What this task involves: Recast the material from its first line through the line containing "box: [227, 256, 259, 268]" as a Markdown table with the columns Row and Line, numbering each line and leaving out blank lines.

(Stored data entries)

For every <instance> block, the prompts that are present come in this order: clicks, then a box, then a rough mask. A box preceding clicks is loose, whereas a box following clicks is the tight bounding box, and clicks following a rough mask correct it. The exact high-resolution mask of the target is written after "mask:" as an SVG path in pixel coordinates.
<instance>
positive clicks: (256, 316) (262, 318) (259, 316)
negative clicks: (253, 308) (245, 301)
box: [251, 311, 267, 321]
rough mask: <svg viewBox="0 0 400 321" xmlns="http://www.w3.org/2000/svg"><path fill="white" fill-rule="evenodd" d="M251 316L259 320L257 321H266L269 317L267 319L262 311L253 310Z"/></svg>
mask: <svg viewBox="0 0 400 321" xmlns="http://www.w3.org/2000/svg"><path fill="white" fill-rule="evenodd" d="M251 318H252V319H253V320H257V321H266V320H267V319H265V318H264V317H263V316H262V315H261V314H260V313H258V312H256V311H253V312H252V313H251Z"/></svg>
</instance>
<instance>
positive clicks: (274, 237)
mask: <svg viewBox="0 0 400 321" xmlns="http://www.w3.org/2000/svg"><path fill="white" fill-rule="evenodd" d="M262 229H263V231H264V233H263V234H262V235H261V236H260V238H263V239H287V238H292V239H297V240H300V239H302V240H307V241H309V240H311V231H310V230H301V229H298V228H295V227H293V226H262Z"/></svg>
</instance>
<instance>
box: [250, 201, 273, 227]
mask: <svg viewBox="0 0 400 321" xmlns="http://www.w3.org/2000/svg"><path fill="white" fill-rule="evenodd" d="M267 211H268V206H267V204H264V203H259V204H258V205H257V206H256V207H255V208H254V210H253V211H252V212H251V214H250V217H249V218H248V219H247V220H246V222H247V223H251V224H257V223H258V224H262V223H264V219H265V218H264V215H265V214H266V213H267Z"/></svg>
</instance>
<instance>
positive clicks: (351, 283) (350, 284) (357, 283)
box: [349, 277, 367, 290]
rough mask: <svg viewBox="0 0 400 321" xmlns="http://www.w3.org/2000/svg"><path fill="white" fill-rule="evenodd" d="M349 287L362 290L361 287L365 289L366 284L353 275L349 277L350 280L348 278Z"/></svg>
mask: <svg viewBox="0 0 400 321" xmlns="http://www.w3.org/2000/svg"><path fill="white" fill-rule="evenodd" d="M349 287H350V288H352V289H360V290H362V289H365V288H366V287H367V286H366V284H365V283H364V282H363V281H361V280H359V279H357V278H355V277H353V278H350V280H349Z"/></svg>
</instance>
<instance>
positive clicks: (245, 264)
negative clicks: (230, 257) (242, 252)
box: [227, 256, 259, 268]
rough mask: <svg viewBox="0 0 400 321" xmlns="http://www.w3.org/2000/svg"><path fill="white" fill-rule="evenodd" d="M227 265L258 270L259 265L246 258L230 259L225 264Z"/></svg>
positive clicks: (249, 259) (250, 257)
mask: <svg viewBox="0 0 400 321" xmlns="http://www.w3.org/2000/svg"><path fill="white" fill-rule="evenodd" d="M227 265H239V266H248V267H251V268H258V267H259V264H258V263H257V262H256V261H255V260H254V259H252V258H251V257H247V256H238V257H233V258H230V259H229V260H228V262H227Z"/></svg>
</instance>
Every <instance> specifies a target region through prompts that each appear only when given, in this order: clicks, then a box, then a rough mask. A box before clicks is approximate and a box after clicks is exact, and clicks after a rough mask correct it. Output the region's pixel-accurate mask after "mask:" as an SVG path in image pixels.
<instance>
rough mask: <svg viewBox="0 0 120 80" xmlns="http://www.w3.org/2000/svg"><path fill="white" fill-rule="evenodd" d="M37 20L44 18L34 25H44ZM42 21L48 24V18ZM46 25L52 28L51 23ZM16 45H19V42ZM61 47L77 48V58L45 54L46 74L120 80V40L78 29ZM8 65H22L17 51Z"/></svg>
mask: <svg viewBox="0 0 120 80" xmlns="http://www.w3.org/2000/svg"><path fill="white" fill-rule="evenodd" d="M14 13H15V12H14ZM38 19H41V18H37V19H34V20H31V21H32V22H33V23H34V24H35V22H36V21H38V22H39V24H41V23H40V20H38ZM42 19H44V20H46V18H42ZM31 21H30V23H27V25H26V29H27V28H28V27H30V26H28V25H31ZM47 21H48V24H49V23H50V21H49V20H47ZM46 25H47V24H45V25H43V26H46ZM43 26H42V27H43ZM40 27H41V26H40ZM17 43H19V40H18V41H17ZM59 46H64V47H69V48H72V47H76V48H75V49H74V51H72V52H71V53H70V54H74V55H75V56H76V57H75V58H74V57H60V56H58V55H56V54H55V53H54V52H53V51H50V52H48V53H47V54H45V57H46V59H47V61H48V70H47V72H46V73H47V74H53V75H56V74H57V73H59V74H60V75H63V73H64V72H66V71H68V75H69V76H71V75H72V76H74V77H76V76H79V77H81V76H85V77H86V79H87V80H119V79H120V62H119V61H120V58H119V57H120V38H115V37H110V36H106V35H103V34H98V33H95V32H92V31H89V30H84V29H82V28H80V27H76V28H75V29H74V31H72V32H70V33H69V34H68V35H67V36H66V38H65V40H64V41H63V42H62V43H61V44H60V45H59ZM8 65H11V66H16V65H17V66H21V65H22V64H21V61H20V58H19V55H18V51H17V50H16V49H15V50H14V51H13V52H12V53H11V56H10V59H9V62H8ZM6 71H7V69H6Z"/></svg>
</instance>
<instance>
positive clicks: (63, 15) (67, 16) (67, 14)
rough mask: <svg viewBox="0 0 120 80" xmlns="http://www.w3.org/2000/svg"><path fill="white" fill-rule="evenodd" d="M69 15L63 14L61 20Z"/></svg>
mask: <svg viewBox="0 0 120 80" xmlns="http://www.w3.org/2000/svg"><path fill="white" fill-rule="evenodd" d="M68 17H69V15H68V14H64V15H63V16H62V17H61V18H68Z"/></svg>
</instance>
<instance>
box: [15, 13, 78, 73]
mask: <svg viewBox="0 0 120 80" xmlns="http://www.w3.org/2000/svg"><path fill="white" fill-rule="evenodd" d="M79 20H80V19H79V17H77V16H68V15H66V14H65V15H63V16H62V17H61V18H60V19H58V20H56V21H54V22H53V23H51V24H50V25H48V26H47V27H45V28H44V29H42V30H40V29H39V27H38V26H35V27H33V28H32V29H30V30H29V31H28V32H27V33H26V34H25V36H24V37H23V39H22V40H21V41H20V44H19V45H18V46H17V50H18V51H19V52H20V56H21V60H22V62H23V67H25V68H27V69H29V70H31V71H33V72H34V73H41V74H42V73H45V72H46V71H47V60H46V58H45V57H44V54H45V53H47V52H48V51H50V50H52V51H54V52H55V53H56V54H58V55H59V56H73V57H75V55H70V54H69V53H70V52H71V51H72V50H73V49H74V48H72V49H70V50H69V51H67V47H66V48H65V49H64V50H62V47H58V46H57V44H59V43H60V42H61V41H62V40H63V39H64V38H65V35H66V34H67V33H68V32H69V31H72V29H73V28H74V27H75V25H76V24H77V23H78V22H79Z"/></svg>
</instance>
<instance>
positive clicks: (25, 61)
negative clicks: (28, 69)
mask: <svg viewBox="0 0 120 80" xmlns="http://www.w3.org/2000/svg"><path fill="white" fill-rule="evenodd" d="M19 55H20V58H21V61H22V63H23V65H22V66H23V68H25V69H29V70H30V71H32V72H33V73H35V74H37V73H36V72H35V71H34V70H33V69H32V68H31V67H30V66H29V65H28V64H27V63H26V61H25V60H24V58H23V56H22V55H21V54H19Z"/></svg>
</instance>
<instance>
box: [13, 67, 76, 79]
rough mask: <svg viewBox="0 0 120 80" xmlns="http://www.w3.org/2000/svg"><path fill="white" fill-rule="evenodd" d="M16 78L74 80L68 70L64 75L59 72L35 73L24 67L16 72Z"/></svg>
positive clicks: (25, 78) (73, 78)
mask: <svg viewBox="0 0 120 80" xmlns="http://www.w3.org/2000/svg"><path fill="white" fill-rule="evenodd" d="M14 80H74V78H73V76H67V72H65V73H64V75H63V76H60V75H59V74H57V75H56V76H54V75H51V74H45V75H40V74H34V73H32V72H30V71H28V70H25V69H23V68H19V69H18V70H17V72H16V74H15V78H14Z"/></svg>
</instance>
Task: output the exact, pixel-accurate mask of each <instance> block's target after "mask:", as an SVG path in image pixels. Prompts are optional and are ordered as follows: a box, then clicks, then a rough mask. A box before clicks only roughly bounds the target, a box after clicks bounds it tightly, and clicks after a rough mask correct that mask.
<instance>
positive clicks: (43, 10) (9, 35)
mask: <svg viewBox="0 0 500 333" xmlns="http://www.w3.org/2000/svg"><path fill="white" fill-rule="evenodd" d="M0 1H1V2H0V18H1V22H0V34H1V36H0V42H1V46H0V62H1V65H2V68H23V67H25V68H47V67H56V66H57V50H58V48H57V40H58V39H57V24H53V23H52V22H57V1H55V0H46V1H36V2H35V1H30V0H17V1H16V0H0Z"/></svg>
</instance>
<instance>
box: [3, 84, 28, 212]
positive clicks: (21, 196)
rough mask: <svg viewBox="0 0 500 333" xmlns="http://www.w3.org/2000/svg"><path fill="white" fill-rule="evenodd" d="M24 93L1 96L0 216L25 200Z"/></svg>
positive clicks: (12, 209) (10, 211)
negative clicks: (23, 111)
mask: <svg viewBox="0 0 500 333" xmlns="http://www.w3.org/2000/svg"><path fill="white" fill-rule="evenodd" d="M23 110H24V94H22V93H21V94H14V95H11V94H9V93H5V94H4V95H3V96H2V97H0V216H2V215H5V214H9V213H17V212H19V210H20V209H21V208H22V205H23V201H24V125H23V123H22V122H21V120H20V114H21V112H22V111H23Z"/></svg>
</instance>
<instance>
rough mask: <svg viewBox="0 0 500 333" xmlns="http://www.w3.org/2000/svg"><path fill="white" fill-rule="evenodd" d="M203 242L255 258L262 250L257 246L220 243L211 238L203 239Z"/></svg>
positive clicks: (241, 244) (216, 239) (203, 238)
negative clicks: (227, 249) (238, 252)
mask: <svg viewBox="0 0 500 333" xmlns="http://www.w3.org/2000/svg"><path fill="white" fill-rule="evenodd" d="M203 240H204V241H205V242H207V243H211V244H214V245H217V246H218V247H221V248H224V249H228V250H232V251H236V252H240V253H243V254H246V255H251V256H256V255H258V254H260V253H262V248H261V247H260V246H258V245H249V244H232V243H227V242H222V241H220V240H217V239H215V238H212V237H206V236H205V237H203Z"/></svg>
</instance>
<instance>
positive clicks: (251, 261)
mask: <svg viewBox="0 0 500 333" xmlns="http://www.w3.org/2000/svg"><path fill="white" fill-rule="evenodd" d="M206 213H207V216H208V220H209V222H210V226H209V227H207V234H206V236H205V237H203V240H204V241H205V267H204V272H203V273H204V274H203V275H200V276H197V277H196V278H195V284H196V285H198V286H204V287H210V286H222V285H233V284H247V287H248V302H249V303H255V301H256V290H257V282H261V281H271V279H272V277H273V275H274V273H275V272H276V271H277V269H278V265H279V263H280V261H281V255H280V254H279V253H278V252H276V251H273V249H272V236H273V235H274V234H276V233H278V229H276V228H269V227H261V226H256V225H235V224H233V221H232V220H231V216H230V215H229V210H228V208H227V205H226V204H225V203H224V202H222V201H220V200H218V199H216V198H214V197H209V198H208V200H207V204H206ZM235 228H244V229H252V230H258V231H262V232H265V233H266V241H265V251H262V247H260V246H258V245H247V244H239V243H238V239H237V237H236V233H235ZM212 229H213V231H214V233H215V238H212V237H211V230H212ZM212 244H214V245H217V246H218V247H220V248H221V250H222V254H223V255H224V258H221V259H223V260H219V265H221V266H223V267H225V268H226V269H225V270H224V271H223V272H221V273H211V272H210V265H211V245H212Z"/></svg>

Solution for this task:
| Row | Line |
|---|---|
| 1 | For every <instance> block, the prompts that are present come in this order: clicks, then a box, then a rough mask. A box preceding clicks is loose, whereas a box following clicks is the tight bounding box, and clicks following a rough mask correct it. The exact high-resolution mask of the target is written after "mask:" as an SVG path in pixel coordinates. |
| 2 | <instance> |
| 3 | positive clicks: (256, 316) (262, 318) (259, 316) |
| 4 | negative clicks: (253, 308) (245, 301) |
| 5 | box: [251, 311, 267, 321] |
| 6 | rough mask: <svg viewBox="0 0 400 321" xmlns="http://www.w3.org/2000/svg"><path fill="white" fill-rule="evenodd" d="M251 316L259 320L257 321H266L269 317L267 319L262 311L253 310Z"/></svg> |
| 7 | mask: <svg viewBox="0 0 400 321" xmlns="http://www.w3.org/2000/svg"><path fill="white" fill-rule="evenodd" d="M251 318H252V319H253V320H257V321H266V320H267V319H265V318H264V317H263V316H262V315H261V314H260V313H258V312H256V311H253V312H252V313H251Z"/></svg> |
| 8 | </instance> |
| 9 | <instance> |
| 10 | positive clicks: (274, 237) |
| 11 | mask: <svg viewBox="0 0 400 321" xmlns="http://www.w3.org/2000/svg"><path fill="white" fill-rule="evenodd" d="M262 229H263V231H264V233H263V234H262V235H261V236H260V238H263V239H287V238H292V239H297V240H300V239H302V240H307V241H309V240H311V231H310V230H301V229H298V228H295V227H293V226H262Z"/></svg> |
| 12 | </instance> |
| 13 | <instance> |
| 14 | box: [250, 201, 273, 227] |
| 15 | mask: <svg viewBox="0 0 400 321" xmlns="http://www.w3.org/2000/svg"><path fill="white" fill-rule="evenodd" d="M267 211H268V206H267V204H264V203H259V204H258V205H257V206H256V207H255V208H254V210H253V211H252V212H251V214H250V217H249V218H248V219H247V220H246V222H247V223H251V224H257V223H258V224H262V223H264V219H265V218H264V215H265V214H266V213H267Z"/></svg> |
| 16 | </instance> |
| 17 | <instance> |
| 18 | positive clicks: (351, 283) (350, 284) (357, 283) |
| 19 | box: [349, 277, 367, 290] |
| 20 | rough mask: <svg viewBox="0 0 400 321" xmlns="http://www.w3.org/2000/svg"><path fill="white" fill-rule="evenodd" d="M349 287L362 290L361 287L365 289L366 284L353 275L349 277L350 280L348 278Z"/></svg> |
| 21 | mask: <svg viewBox="0 0 400 321" xmlns="http://www.w3.org/2000/svg"><path fill="white" fill-rule="evenodd" d="M349 287H350V288H352V289H360V290H362V289H365V288H366V287H367V286H366V284H365V283H364V282H363V281H361V280H359V279H357V278H355V277H353V278H350V280H349Z"/></svg> |
| 22 | </instance> |
| 23 | <instance> |
| 24 | positive clicks: (245, 264) |
| 25 | negative clicks: (230, 257) (242, 252) |
| 26 | box: [227, 256, 259, 268] |